**WORK REQUIRED:** Return the data below in full, matching every line exactly.

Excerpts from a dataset
※ ※ ※
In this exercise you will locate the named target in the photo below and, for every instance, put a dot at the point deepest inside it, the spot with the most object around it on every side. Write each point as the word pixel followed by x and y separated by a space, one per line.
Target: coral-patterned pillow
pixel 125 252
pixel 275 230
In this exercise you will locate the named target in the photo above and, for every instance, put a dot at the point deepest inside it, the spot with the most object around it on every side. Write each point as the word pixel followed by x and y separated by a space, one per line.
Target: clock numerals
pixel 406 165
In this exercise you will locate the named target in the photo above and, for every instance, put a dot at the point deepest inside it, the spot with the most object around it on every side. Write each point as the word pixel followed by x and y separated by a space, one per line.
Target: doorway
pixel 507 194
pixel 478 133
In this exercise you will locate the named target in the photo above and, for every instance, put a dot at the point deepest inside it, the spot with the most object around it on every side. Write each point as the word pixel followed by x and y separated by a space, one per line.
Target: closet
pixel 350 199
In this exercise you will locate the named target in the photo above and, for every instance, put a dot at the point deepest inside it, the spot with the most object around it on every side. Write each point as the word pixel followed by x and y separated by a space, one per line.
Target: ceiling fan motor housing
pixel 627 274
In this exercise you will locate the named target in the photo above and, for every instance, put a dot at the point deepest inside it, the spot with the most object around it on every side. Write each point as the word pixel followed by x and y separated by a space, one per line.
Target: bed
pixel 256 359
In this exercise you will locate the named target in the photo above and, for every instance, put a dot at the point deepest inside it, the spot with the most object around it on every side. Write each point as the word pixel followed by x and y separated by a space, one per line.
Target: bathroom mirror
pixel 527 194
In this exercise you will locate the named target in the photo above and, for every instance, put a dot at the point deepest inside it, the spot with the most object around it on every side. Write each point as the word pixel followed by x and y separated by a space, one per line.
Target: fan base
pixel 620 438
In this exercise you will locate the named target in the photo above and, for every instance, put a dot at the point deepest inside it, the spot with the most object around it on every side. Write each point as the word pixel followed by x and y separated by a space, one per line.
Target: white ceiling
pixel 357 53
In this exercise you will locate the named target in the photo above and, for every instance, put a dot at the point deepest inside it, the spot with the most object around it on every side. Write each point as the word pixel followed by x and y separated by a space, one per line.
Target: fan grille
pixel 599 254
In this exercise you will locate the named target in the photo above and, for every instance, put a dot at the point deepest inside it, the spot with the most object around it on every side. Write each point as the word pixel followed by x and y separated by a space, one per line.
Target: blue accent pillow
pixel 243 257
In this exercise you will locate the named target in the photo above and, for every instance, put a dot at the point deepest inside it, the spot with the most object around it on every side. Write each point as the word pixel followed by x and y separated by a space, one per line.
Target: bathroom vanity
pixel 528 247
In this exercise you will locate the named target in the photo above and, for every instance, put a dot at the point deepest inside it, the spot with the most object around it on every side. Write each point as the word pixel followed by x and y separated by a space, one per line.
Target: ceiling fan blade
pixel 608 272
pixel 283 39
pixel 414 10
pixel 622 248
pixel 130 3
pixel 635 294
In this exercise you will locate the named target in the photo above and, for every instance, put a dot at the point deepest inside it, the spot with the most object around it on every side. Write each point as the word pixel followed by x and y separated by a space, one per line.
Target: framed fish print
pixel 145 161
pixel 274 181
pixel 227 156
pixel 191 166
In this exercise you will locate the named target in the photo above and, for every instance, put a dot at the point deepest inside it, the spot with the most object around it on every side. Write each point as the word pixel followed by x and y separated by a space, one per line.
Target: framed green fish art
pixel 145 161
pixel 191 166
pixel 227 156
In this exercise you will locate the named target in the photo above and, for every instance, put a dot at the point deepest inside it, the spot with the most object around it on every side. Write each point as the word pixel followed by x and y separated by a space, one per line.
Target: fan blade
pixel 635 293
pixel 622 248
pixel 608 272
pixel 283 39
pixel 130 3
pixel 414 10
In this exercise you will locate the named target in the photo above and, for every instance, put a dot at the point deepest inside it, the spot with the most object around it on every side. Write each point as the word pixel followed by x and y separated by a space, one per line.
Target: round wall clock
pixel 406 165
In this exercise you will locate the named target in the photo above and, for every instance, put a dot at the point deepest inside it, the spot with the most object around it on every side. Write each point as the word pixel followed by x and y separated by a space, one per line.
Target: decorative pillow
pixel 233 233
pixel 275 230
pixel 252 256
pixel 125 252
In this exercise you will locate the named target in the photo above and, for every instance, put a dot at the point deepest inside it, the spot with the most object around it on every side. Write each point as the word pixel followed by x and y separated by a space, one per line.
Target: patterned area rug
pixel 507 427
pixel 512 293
※ ※ ※
**ANSWER FOR THIS EXERCISE:**
In this exercise you will locate the named target in the photo below and, for every instance, put a dot at the point deepest inside it, the spot with the most object around it on every side. Write each point as the word pixel followed by x and y separated by a space, one per line.
Target: coral-patterned pillow
pixel 125 252
pixel 275 230
In this exercise you will locate the named target in the photo above and, for every instance, put a dot at the point deepest inside it, the spot with the most object around it on every side. Write each point as the word pixel followed by x and y separated by a space, one per line.
Target: clock numerals
pixel 406 165
In this exercise you will locate the named target in the photo above and, for every instance, put a dot at the point deepest inside it, the spot with the most object around it on every side. Write each point as the word pixel followed by x and y separated by a space, one per line.
Target: doorway
pixel 507 194
pixel 478 133
In this exercise you will locate the named target in the photo above and, for every instance, put a dot at the point deepest inside it, the spot with the most object around it on every side. Write each point as the word pixel followed by x and y separated by a space, one per line.
Target: closet
pixel 350 199
In this exercise you will locate the named target in the photo above and, for every instance, put a dot at the point deepest inside it, the spot with the most object around it on every side. Write each point as the word pixel followed by x and y separated by a space, one per line.
Target: ceiling fan motor housing
pixel 627 274
In this exercise you will locate the named target in the photo above and, for every instance, put a dot at the point deepest inside it, the spot with the most object around it on every side. Write each point as the word pixel followed by x and y separated by a space, one per line.
Target: bed
pixel 256 359
In this exercise you will locate the named target in the photo above and, for every instance, put a dot at the point deepest inside it, the spot with the most object around it on every side. Write each point as the word pixel followed by x and y separated by a space, one per line.
Target: bathroom mirror
pixel 527 194
In this exercise you will locate the named target in the photo above and, for every instance, put a dot at the point deepest inside it, the spot with the most object around it on every side. Write each point as the word pixel followed by x and y separated by a space, one per line.
Target: fan base
pixel 620 438
In this exercise you will locate the named target in the photo above and, for every instance, put a dot at the point deepest inside it, the spot with the most object around it on every side. Write each point as the word pixel followed by x and y separated by a space, one per line.
Target: white ceiling
pixel 357 53
In this exercise you will locate the named target in the photo above and, for every instance, put a dot at the point deepest inside it, the spot with the most object around it on every side. Write each point as the word pixel followed by x and y separated by a space, one per line.
Target: fan grille
pixel 599 254
In this exercise you will locate the named target in the photo above and, for every instance, put a dot at the point deepest inside it, the spot with the most object around it on every side. Write each point as the word pixel followed by x and y separated by a space, one per line.
Target: blue accent pillow
pixel 243 257
In this exercise you will locate the named target in the photo above and, for every instance, put a dot at the point deepest inside it, the spot with the most object around it on every side. Write each point as the word pixel followed by x and y separated by a space, one per line.
Target: bathroom vanity
pixel 528 247
In this exercise you will locate the named target in the photo above and, for every instance, put a dot at the point deepest inside it, the spot with the most object around it on every side. Write each point as the word pixel followed by x and y separated by a space, one per line.
Target: ceiling fan blade
pixel 608 272
pixel 283 39
pixel 414 10
pixel 622 248
pixel 130 3
pixel 635 294
In this exercise you will locate the named target in the photo above and, for every instance, put a dot at the point deepest inside it, the spot with the most object around it on every side. Write each point as the word pixel followed by x and y separated by a space, one per line.
Target: framed fish print
pixel 145 161
pixel 274 181
pixel 227 156
pixel 191 166
In this exercise you will locate the named target in the photo above and, for every instance, put a dot at the point deepest inside it, the spot with the most object around it on every side. Write each point as the word pixel followed by x and y separated by a space, one per line.
Target: framed green fish art
pixel 145 161
pixel 191 166
pixel 227 156
In this exercise you will locate the named target in the photo above and, for every instance, put a dot at the point deepest inside it, the spot with the most object around it on every side. Write each point as the word pixel followed by x and y separated by a space, one per line.
Target: fan blade
pixel 635 293
pixel 622 248
pixel 608 272
pixel 283 39
pixel 130 3
pixel 414 10
In this exercise you will locate the named target in the photo above and, for every instance, put a dot at the point deepest inside it, the spot with the most object around it on every side. Write each point as the word pixel followed by x and y separated by a space, one per line.
Target: round wall clock
pixel 406 165
In this exercise you will locate the named target in the photo above and, for every instance, put a dot at the point deepest inside it, the spot with the most object around it on every side. Write each point as the word pixel followed by x and y separated by a space, one per line.
Target: decorative pillow
pixel 233 233
pixel 275 230
pixel 252 256
pixel 125 252
In this exercise you will locate the named target in the photo above and, for every instance, put a dot at the point deepest inside it, the spot with the most object around it on every side. Write each point as the word pixel followed by x and y separated by a space, one per line.
Target: patterned area rug
pixel 507 427
pixel 512 293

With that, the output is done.